Bloc de texte:
La débâcle de Émile Zola

La débâcle de Émile Zola

Catégorie(s) : Littérature => Francophone

Critiqué par Jules, le 16 novembre 2001 (Bruxelles, Inscrit le 1 décembre 2000, 80 ans)
La note : 8 étoiles
Moyenne des notes : 8 étoiles (basée sur 10 avis)
Cote pondérée : 6 étoiles (3 742ème position).
Visites : 12 432  (depuis Novembre 2007)

Le désastre !

Nous sommes en 1870 et la France de Napoléon III, baptisé « Badinguet » par Victor Hugo, se retrouve face à Bismarck, et la Prusse, qui va se servir de la guerre contre la France pour créer une vraie Allemagne.
Napoléon III se retrouve embarqué dans cette guerre suite à « la dépêche d’Ems », document falsifié par ailleurs pour le rendre plus insultant. Il est le (petit) vainqueur de Solferino, a reçu une dégelée au Mexique, mais se croit le digne successeur de Napoléon I.

Tâche demandée 1: Recopiez mot pour mot le passage des lignes fournies qui s'ouvre sur la ligne contenant « of the window » et se termine avec la dernière de ces lignes, les deux incluses.

Lignes fournies:
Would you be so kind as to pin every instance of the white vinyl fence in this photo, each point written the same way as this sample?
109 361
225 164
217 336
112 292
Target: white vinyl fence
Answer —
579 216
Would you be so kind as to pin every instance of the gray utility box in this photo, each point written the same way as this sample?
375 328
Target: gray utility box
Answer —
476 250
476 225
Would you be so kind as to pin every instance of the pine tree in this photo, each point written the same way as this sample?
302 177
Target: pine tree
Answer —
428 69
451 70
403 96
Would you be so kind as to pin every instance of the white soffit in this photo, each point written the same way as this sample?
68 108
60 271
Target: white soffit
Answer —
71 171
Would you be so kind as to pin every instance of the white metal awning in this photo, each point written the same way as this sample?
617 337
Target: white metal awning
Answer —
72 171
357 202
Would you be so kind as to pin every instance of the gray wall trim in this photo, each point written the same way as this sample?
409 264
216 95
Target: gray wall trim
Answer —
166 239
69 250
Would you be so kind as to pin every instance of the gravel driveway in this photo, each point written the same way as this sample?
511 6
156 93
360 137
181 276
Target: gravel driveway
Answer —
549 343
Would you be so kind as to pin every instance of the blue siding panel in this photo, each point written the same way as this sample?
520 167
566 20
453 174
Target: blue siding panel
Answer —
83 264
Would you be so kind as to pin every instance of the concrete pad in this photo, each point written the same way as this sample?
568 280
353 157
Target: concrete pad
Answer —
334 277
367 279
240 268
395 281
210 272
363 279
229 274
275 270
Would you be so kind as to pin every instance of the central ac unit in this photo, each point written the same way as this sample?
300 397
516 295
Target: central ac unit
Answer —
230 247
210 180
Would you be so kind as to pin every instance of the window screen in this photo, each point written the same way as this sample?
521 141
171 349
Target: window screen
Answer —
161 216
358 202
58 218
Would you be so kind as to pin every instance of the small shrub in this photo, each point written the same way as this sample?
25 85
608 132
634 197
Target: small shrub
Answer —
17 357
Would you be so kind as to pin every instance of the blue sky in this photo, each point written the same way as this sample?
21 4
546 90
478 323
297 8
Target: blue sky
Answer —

Tâche demandée 2:
Répondez brièvement à ces questions sur la critique de La débâcle :
(a) Quel surnom Victor Hugo a-t-il donné à Napoléon III ?
(b) Sur combien d'avis la moyenne des notes est-elle basée ?
(c) En quelle année se situe l'action du roman ?

Bonne réponse 1:
Would you be so kind as to pin every instance of the window screen in this photo, each point written the same way as this sample?
521 141
171 349
Target: window screen
Answer —
161 216
358 202
58 218
Would you be so kind as to pin every instance of the small shrub in this photo, each point written the same way as this sample?
25 85
608 132
634 197
Target: small shrub
Answer —
17 357
Would you be so kind as to pin every instance of the blue sky in this photo, each point written the same way as this sample?
21 4
546 90
478 323
297 8
Target: blue sky
Answer —

Bonne réponse 2:
(a) « Badinguet »
(b) 10 avis
(c) 1870